• [GIVEN INSTRUCTION]: List every line of the records that contains the string "panel", matching case exactly.

-------- RECORDS FOR THE TASK --------

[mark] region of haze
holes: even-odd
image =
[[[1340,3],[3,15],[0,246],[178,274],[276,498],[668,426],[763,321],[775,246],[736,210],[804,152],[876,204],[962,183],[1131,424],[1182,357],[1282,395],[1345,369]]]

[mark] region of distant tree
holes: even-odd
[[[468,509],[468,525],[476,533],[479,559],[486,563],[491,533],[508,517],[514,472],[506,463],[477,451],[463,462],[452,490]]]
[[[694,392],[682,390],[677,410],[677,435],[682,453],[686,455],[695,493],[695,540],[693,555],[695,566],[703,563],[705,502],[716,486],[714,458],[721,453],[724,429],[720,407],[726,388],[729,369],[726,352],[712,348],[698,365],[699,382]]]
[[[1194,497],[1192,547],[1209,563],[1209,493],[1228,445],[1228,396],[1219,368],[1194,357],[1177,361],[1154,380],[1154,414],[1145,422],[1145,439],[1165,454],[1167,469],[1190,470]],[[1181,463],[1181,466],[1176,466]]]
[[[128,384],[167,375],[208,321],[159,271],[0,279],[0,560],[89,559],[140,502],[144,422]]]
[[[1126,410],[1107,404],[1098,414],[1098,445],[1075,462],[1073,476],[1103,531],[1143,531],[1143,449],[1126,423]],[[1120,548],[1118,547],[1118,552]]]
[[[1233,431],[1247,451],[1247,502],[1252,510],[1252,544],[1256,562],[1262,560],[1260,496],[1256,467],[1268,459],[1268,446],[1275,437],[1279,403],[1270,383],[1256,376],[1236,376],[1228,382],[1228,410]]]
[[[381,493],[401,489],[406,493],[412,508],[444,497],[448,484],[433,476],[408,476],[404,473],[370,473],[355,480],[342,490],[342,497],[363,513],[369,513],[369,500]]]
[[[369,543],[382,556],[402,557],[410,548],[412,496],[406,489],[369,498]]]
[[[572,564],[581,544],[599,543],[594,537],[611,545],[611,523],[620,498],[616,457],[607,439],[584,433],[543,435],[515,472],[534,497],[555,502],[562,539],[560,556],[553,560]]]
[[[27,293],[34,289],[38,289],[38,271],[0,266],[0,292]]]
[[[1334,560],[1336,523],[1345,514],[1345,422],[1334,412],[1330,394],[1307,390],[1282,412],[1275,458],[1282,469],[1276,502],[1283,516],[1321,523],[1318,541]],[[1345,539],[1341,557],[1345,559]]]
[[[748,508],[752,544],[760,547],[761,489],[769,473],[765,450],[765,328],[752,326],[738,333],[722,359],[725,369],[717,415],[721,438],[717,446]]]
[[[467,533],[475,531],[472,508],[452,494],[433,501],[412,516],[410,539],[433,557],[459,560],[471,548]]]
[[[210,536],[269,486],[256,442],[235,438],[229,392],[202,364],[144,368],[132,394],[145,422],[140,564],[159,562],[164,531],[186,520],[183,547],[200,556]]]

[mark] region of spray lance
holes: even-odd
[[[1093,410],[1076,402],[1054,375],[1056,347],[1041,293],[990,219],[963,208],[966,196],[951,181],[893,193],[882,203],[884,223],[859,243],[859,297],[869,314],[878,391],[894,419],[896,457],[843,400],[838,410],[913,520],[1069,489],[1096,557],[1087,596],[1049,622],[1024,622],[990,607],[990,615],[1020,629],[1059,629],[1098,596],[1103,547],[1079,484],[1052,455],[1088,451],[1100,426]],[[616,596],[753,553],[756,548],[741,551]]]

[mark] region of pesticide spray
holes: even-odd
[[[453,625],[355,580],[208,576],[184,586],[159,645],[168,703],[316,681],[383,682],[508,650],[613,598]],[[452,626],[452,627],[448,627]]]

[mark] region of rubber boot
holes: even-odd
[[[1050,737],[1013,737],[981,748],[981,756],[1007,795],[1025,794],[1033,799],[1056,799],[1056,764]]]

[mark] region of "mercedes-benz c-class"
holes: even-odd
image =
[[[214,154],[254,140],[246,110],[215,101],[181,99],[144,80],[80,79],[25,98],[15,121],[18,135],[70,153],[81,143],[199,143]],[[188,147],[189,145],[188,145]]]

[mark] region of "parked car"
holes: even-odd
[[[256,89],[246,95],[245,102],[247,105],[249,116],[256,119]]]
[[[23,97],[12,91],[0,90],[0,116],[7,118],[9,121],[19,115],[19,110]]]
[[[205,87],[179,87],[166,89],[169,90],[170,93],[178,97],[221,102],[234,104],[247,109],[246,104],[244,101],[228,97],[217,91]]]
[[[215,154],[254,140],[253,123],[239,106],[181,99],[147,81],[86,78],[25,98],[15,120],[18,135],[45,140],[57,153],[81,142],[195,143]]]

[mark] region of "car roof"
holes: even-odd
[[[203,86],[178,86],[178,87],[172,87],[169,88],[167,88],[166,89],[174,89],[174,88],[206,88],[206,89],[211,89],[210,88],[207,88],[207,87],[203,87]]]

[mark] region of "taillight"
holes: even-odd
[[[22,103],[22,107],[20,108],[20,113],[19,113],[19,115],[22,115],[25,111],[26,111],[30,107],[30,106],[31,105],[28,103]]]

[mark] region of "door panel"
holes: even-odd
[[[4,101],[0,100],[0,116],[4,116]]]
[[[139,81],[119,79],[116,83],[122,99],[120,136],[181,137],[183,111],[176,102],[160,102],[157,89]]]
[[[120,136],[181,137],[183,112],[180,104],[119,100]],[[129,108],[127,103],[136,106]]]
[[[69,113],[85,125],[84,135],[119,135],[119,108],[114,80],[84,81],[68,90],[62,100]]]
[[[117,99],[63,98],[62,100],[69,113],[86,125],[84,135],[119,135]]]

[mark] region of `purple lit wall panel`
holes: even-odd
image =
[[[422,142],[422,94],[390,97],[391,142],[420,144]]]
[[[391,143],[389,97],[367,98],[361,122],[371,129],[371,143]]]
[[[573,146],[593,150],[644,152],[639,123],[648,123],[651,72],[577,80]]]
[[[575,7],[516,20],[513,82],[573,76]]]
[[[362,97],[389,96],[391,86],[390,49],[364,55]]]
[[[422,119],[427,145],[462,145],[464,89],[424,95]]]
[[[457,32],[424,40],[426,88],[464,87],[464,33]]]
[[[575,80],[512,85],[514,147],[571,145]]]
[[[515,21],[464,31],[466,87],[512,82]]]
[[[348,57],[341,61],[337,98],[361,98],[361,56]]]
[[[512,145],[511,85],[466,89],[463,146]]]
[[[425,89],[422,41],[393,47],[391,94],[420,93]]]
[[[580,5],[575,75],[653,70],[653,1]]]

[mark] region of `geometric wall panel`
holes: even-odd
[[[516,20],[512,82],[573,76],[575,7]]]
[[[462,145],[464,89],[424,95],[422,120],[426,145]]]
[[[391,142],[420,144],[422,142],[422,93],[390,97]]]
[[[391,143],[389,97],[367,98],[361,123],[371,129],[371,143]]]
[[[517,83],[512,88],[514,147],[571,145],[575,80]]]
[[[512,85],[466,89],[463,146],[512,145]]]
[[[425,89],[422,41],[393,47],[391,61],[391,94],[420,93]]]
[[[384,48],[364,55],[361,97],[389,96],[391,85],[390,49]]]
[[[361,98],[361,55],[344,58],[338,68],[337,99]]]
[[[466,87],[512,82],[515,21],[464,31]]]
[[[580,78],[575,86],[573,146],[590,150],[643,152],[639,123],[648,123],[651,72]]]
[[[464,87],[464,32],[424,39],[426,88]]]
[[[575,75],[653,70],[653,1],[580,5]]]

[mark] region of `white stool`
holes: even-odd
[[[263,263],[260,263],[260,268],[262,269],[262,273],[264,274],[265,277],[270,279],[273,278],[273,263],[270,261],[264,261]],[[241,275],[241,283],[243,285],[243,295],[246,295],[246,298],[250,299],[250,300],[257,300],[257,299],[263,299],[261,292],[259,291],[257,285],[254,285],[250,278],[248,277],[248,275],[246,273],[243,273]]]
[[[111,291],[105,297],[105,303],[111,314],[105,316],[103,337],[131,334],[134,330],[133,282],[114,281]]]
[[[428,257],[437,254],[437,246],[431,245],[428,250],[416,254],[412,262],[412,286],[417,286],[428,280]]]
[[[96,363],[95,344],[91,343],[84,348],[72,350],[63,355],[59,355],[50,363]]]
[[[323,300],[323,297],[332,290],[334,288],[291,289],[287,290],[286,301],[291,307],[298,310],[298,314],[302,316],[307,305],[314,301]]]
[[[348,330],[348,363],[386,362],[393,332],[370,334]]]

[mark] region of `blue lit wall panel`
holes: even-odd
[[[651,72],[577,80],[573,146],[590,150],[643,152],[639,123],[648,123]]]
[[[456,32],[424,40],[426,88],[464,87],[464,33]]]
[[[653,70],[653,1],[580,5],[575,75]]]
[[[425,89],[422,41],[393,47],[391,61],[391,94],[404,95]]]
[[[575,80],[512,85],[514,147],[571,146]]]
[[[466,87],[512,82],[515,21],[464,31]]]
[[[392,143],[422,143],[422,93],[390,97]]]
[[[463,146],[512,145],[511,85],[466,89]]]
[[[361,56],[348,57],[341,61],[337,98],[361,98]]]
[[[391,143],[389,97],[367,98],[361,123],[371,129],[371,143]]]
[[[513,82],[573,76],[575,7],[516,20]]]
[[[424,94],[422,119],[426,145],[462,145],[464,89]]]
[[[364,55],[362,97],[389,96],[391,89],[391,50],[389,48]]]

--------

• [FINAL RESULT]:
[mark] region of "door panel"
[mark] region of `purple lit wall panel`
[mark] region of `geometric wall panel`
[mark] region of `blue lit wall panel`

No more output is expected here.